What you should do
Find each line in the material below that contains the word "tower" and copy those lines out.

>> START Data in this exercise

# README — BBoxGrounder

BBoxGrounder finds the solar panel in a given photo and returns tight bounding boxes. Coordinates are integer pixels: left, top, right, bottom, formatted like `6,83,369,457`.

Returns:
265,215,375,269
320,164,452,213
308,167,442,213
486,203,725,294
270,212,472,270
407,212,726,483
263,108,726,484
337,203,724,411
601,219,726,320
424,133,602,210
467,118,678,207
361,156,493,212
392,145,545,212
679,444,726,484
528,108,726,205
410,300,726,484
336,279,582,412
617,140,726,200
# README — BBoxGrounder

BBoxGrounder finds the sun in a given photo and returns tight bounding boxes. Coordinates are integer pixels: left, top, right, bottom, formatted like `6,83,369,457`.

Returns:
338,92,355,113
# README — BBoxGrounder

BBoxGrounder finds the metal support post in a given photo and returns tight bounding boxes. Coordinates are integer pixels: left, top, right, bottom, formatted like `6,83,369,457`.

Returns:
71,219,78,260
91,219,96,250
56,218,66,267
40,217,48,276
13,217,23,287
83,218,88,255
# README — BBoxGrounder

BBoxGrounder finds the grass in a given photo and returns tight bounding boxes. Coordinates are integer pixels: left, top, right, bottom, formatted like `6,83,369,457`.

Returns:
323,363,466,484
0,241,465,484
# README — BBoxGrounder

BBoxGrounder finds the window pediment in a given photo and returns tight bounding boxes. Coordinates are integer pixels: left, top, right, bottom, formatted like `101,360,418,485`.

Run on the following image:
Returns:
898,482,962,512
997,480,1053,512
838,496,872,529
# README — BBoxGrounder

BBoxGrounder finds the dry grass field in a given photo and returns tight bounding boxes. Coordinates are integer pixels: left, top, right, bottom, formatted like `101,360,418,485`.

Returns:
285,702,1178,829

>> END Data in this exercise
>> START Data in this exercise

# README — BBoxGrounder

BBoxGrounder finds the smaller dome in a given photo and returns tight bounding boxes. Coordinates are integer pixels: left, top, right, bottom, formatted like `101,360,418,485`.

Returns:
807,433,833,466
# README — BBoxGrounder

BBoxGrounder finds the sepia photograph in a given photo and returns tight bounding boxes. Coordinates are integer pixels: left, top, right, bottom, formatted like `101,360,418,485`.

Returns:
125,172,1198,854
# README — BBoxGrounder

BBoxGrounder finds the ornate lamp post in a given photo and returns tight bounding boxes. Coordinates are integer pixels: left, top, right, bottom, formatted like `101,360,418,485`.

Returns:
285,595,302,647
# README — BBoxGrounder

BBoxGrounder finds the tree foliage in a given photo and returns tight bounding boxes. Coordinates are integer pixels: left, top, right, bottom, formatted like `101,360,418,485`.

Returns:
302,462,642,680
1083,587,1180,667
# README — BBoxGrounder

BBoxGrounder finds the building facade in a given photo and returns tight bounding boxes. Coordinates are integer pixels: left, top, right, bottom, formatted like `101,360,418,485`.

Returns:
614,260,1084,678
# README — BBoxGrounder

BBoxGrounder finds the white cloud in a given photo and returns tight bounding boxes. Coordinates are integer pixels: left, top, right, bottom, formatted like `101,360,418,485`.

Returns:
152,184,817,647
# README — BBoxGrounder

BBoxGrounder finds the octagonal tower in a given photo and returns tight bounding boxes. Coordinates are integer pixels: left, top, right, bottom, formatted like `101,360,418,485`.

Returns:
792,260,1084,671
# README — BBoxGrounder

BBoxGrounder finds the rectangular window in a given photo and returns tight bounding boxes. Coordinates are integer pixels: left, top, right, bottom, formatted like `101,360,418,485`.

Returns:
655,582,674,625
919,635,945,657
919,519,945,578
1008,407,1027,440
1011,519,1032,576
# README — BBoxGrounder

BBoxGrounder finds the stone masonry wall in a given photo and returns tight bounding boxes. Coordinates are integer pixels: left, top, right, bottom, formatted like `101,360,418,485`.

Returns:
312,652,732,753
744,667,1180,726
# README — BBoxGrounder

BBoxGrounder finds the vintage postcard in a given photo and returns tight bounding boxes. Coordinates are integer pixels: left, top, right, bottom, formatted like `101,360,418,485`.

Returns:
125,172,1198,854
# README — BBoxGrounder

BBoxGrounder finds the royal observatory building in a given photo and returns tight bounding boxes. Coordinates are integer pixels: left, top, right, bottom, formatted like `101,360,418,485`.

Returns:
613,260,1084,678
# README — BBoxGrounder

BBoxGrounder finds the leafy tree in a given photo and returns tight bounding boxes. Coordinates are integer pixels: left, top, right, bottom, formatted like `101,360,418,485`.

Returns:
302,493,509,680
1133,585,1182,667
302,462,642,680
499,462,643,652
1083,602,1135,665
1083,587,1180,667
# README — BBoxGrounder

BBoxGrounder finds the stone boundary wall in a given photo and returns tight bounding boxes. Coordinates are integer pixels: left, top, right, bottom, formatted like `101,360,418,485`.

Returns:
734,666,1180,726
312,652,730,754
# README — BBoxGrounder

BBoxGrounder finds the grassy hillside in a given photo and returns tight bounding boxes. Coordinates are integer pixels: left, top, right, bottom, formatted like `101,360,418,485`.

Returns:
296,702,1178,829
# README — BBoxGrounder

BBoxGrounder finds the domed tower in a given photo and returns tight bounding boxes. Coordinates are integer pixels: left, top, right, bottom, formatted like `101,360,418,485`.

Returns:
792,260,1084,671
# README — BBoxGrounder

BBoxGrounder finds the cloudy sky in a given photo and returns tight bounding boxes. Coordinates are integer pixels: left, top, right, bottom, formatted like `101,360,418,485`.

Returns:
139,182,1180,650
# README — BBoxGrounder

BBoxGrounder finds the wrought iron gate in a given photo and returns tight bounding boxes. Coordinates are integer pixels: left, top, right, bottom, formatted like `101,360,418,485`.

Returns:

>> END Data in this exercise

Correct result
BBoxGrounder finds the octagonal tower in a given photo and returns tight bounding boxes. Coordinates are integer pixels: left, top, right, bottom, formatted like `101,360,418,485`.
BBoxGrounder finds the domed tower in a given photo and returns tight bounding boxes. Coordinates are integer pixels: left, top, right, bottom, formatted like `101,360,418,485`.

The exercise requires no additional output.